Exercise details => Change "marker" to "pin" and write out the entries from the beginning through the line containing "point(273, 172)", with nothing else altered.

Point annotation dataset entries:
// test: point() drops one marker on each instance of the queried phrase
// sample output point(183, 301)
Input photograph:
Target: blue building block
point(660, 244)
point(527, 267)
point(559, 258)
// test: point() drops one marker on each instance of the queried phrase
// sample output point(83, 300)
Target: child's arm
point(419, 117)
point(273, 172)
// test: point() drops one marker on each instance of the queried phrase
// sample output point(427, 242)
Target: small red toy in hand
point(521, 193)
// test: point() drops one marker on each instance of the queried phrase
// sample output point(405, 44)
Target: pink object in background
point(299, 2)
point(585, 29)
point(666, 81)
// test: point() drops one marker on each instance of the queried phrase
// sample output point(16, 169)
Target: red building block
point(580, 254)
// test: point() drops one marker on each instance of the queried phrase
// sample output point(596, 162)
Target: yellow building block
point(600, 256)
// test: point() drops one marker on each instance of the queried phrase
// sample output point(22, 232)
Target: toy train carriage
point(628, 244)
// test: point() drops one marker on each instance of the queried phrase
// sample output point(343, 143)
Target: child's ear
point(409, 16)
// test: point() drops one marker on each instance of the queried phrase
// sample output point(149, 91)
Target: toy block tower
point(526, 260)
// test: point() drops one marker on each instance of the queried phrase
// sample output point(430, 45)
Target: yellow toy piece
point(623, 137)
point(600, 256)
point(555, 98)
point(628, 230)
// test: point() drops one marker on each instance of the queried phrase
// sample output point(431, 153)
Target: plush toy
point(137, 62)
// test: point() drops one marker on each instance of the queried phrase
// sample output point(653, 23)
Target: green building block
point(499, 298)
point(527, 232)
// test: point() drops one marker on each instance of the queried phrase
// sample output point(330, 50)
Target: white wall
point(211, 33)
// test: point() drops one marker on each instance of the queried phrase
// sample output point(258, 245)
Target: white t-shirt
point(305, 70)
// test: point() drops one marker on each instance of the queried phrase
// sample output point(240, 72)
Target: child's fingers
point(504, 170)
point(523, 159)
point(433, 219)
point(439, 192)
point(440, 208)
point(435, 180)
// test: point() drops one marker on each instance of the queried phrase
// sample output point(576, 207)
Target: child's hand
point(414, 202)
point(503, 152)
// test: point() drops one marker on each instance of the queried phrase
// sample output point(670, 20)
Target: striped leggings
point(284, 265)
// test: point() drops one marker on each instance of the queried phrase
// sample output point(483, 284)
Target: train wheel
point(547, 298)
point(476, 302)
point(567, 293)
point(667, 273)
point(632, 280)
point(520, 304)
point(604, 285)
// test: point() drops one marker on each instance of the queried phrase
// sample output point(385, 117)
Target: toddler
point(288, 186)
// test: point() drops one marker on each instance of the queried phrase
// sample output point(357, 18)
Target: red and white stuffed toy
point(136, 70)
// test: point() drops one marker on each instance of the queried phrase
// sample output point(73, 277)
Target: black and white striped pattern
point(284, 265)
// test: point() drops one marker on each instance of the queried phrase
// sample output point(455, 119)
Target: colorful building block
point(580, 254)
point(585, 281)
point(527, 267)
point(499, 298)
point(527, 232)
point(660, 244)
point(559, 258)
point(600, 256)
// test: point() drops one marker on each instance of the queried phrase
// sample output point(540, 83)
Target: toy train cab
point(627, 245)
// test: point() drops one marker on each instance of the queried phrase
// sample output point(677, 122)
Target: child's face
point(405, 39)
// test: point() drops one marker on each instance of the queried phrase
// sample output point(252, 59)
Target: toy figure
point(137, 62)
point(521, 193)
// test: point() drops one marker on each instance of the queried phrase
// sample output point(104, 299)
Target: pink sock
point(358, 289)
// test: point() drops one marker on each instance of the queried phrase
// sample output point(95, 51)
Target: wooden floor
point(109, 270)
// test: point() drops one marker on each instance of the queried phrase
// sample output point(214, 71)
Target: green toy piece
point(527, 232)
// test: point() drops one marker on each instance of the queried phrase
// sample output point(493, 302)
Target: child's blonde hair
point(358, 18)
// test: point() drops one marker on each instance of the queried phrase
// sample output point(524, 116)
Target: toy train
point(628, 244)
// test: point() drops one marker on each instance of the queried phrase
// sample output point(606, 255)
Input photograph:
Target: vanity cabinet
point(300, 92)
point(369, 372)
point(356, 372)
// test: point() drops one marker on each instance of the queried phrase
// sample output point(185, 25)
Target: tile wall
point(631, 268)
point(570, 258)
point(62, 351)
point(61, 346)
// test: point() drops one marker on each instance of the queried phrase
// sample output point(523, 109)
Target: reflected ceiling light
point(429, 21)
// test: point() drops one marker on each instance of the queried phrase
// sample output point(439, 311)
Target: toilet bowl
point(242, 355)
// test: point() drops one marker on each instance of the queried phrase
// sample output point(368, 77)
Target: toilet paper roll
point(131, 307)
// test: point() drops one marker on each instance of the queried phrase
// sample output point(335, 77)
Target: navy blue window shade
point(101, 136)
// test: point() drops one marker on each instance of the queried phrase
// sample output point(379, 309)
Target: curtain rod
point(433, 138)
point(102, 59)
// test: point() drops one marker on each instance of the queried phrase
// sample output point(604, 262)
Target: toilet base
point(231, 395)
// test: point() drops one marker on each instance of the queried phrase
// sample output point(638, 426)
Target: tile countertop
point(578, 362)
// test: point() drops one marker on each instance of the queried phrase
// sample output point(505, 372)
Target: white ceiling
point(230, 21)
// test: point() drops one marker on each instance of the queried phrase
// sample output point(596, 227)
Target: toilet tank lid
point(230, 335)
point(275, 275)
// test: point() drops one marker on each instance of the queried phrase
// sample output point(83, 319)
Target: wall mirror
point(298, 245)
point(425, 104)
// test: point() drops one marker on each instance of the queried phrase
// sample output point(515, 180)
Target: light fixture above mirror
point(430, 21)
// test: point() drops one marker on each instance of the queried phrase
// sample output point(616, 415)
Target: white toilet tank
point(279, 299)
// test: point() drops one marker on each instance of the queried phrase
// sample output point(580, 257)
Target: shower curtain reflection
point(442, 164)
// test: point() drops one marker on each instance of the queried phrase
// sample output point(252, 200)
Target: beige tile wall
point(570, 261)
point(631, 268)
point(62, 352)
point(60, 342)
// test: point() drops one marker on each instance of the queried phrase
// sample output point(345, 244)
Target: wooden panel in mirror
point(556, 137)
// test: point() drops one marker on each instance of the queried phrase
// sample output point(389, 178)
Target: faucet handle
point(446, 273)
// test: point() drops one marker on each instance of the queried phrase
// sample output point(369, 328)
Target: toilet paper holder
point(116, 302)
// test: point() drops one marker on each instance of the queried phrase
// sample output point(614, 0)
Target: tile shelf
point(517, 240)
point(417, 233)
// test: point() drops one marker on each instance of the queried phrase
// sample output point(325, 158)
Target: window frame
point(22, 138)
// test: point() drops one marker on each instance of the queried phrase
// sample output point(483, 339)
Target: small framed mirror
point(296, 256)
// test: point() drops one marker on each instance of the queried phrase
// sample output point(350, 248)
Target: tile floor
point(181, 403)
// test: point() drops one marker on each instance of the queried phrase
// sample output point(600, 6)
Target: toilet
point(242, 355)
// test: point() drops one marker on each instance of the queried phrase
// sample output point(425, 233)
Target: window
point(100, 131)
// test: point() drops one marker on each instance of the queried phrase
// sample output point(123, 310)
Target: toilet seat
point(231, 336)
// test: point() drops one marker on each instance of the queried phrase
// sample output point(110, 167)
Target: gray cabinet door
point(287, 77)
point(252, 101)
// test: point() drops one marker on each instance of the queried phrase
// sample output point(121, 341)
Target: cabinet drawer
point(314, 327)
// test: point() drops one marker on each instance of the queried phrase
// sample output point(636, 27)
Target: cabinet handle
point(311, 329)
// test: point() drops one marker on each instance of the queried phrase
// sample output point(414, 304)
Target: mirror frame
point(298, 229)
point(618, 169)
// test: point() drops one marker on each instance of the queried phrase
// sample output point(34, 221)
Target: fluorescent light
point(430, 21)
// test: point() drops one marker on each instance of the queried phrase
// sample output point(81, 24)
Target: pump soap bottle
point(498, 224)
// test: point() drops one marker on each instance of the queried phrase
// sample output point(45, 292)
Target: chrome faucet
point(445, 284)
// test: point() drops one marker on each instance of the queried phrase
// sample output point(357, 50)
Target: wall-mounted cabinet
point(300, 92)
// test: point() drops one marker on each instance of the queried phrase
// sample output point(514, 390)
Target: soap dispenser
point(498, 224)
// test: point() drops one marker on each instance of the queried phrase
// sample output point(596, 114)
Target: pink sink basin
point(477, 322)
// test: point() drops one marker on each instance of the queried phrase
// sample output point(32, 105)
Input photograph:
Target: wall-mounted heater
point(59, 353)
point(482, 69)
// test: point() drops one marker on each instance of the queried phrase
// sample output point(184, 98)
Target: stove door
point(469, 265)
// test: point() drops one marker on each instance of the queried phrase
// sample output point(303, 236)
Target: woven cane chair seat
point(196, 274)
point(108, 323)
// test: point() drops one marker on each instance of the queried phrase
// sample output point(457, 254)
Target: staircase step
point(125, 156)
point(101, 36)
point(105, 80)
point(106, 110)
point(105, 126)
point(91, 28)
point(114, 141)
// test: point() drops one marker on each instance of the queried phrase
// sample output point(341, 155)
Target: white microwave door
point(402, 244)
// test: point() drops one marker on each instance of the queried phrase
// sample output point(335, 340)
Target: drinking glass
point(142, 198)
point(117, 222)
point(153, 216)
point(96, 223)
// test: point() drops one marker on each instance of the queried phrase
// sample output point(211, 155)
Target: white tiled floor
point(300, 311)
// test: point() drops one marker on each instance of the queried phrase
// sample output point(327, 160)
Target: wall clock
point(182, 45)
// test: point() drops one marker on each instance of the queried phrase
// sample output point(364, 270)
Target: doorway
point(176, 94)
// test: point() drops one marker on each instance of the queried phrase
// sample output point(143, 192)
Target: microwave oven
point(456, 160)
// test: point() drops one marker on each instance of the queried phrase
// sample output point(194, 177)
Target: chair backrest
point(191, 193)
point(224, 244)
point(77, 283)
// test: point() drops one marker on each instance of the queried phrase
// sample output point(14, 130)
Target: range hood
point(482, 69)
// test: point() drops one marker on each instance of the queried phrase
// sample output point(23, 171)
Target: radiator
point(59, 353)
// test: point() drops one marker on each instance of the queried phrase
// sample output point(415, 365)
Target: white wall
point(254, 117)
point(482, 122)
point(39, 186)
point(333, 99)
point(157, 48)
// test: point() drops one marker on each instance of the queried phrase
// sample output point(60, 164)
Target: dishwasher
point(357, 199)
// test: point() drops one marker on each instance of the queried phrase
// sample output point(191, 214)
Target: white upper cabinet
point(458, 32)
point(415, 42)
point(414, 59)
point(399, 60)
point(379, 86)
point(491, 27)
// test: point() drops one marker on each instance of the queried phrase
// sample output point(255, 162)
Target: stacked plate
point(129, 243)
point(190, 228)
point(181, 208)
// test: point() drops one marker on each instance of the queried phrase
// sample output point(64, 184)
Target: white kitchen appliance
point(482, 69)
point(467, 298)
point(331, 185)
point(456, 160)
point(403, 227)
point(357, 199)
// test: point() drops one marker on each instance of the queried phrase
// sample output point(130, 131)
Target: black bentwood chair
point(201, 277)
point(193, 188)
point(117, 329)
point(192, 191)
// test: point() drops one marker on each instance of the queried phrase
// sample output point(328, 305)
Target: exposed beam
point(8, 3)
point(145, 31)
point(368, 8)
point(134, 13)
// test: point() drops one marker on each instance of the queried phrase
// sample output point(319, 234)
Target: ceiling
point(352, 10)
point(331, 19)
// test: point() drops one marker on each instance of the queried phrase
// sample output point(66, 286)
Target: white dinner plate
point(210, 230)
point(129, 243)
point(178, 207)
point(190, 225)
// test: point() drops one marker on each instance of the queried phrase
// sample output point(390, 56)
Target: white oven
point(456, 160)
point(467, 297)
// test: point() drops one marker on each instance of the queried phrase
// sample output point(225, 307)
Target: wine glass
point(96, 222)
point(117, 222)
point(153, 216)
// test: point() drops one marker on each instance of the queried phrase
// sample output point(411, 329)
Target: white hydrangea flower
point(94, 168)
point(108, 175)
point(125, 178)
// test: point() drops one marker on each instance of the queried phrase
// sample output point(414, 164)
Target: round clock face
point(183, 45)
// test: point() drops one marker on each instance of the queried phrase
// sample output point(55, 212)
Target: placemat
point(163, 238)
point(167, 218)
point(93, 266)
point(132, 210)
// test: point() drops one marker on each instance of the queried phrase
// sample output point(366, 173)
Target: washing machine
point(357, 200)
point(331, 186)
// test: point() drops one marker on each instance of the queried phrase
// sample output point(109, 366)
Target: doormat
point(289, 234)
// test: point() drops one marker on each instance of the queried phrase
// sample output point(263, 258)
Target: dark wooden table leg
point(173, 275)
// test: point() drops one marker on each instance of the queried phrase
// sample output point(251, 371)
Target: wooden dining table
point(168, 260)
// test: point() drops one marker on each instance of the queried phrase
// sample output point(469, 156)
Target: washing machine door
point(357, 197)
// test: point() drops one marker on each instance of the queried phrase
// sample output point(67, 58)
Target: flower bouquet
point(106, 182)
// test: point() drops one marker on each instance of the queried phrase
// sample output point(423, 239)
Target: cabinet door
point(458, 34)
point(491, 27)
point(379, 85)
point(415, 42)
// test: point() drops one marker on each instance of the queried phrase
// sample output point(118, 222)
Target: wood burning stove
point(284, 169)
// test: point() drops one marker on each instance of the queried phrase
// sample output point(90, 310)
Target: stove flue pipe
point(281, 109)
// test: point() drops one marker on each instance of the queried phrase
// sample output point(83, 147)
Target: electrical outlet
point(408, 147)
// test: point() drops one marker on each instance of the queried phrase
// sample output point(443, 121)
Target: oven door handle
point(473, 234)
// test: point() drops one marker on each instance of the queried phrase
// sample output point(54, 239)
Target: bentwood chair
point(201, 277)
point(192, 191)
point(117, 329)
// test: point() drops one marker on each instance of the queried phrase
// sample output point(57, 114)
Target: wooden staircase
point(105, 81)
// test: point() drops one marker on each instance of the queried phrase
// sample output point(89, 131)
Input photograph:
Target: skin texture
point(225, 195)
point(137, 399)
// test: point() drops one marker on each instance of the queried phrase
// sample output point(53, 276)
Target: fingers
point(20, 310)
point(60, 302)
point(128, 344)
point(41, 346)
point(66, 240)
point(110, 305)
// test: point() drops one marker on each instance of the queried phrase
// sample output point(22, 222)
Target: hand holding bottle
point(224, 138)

The reply =>
// test: point() drops one pin on each instance of the queried phrase
// sample output point(183, 301)
Input photograph:
Target: blue building block
point(660, 244)
point(527, 267)
point(559, 258)
// test: point() drops one pin on each instance of the queried phrase
// sample output point(83, 300)
Target: child's arm
point(419, 117)
point(273, 172)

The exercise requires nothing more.